WORK REQUIRED. Can you recast the lines below as a numbered list, leaving out any blank lines?
══════════
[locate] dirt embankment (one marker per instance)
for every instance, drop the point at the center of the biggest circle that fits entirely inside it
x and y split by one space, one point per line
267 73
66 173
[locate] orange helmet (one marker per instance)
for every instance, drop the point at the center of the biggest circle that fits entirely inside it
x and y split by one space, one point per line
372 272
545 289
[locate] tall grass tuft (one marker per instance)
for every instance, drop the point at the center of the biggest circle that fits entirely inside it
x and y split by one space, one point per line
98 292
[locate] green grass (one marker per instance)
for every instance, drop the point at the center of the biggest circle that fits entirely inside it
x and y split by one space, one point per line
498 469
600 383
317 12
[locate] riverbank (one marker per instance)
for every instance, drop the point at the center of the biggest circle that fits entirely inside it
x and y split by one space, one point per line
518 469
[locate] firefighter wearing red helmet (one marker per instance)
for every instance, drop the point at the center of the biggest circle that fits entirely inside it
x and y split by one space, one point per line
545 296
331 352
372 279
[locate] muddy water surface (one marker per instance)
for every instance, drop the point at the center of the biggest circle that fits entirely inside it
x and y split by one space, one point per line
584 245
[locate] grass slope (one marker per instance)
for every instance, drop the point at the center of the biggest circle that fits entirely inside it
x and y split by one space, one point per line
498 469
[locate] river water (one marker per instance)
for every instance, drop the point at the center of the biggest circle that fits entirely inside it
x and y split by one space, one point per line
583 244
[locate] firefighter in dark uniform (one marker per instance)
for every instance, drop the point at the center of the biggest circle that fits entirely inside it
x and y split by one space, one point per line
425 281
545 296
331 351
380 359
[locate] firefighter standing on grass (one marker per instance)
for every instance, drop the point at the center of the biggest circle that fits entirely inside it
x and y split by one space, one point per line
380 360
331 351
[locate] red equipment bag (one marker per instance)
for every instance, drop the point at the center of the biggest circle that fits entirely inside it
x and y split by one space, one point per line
══════════
SOLUTION TO THIS EXERCISE.
1. [locate] dirt embankment (one marker per instance)
2. for every instance, drop the point at the center of the biggest circle that fits entirely inside it
3. x and y split by one space, one point per line
4. 267 73
5. 66 173
6. [locate] orange helmet (one marker per instance)
7. for every instance, drop the point at the center of the biggest circle that fits entirely inside it
8. x and y split by one space, one point per line
9. 372 272
10. 545 289
11. [locate] tall grass tuft (one marker per instance)
12. for every instance, drop the point at the center of the biggest circle that fits entirely inside it
13. x and y split by one space, one point per line
14. 98 292
15. [locate] green grass (one marker per instance)
16. for every instance, drop the point at the center of the biggest circle that fits entirely inside it
17. x and y split by one space, one point per line
18. 498 469
19. 600 383
20. 317 12
21. [locate] riverbank (one marker per instance)
22. for every instance, drop the point at the center of the biggest circle that fits entirely inside it
23. x and y split by one space, one point per line
24. 518 469
25. [locate] firefighter wearing red helmet (one marker per instance)
26. for every instance, drop the point at the center of the biggest circle that fits entirely inside it
27. x and y split by one space, one point per line
28. 545 296
29. 331 352
30. 372 279
31. [locate] muddy water surface (one marker per instance)
32. for every instance, drop the point at the center of the biggest circle that fits entirely inside it
33. x and y split by one space, one point per line
34. 584 245
35. [locate] grass slope (one marker per instance)
36. for every instance, drop the point at the center of the biggest circle that fits entirely inside it
37. x and y split by one space, one point per line
38. 498 469
39. [locate] river water (one marker per instance)
40. for every instance, drop the point at the center of the biggest circle that fits entirely inside it
41. x and y split by one space, one point per line
42. 583 244
43. [locate] firefighter in dark uniform (one marker per instance)
44. for every instance, drop the point at the center of the biggest circle that fits entirely inside it
45. x and y split by one space, one point per line
46. 425 281
47. 545 296
48. 331 351
49. 380 359
50. [locate] firefighter standing on grass (one marker per instance)
51. for every instance, drop the point at the center of the biggest circle that fits entirely inside it
52. x and y split by one space, one point per line
53. 380 360
54. 331 351
55. [locate] red equipment bag (one marker per instance)
56. for every instance, drop the point at the center of the biggest circle that fits entirely inside it
57. x and y split by one space, one point per line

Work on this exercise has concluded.